WHAT TO DO:
Render every line of the rows below as a JSON list of strings, one string per line, leaving out any blank lines.
** start INFORMATION GIVEN **
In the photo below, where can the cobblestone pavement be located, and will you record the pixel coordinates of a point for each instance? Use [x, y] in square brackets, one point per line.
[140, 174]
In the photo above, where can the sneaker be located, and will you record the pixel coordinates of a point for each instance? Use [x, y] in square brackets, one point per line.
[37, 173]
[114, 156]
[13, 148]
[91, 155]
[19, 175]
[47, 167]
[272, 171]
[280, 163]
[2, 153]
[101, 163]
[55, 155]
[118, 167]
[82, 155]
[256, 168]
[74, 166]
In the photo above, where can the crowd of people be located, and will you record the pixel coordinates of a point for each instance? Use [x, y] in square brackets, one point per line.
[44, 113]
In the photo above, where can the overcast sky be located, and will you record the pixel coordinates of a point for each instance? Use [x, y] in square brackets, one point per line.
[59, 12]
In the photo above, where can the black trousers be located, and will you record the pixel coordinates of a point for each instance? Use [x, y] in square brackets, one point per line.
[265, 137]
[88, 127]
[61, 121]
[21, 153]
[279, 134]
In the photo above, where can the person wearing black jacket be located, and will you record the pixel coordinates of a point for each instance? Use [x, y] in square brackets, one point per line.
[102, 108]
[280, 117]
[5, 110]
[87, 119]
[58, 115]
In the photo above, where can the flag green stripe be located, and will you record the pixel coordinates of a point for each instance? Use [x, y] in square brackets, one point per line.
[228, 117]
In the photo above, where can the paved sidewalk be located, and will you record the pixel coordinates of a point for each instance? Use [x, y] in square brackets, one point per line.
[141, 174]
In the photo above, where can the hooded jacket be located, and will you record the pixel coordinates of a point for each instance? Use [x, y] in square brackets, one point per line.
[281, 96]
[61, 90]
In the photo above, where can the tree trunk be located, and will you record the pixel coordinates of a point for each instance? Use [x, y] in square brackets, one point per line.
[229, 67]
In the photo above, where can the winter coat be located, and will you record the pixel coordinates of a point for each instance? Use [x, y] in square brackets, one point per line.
** end INFORMATION GIVEN **
ANSWER TO THE EXERCISE:
[
  "In the photo below, where can the cobblestone pavement be located, and will you record the pixel coordinates of a point for each instance? Use [x, y] in square brackets, one point per line.",
  "[140, 174]",
  "In the photo above, where can the sneaker be located, and will you record the pixel coordinates of a point for each instance? Use [x, y] in square brackets, one point per line.",
  "[37, 173]",
  "[114, 156]",
  "[13, 148]",
  "[91, 155]",
  "[19, 175]",
  "[47, 167]",
  "[272, 171]",
  "[280, 163]",
  "[2, 153]",
  "[101, 163]",
  "[55, 155]",
  "[118, 167]",
  "[82, 155]",
  "[256, 168]",
  "[74, 166]",
  "In the photo above, where can the crowd of people be located, and will you record the pixel coordinates of a point for each instance? Use [x, y] in square brackets, one point per line.",
  "[44, 113]",
  "In the photo above, where can the overcast sky be located, and will you record the pixel coordinates of a point for each instance? Use [x, y] in square brackets, one point per line.",
  "[59, 12]",
  "In the photo above, where can the black trousers be located, and will you record the pixel coordinates of a point for each instance? Use [x, y] in square brackets, one point per line.",
  "[265, 137]",
  "[88, 127]",
  "[61, 121]",
  "[21, 153]",
  "[279, 134]",
  "In the photo above, where can the person wearing black jacket be located, and will you record the pixel coordinates of a point for each instance? Use [x, y] in square brackets, one point per line.",
  "[102, 108]",
  "[280, 117]",
  "[5, 110]",
  "[87, 119]",
  "[58, 115]",
  "In the photo above, where can the flag green stripe be located, and will you record the pixel coordinates of a point for each instance? Use [x, y] in square brackets, one point per line.",
  "[228, 117]",
  "In the photo above, where can the paved sidewalk be located, and will you record the pixel coordinates of a point for each instance? Use [x, y] in square brackets, one point per line.",
  "[141, 174]",
  "In the photo above, where can the hooded jacket be located, and will you record the pixel coordinates of a point for each instance? Use [x, y] in square brackets, one point per line.",
  "[281, 96]",
  "[61, 90]",
  "In the photo above, where can the tree trunk be located, and will you record the pixel coordinates of a point for each instance? Use [x, y] in square brackets, one point per line.",
  "[229, 67]",
  "In the photo above, where can the winter coat be located, and will you record the pixel coordinates of a point for each instance? Use [x, y] in square brackets, one point per line."
]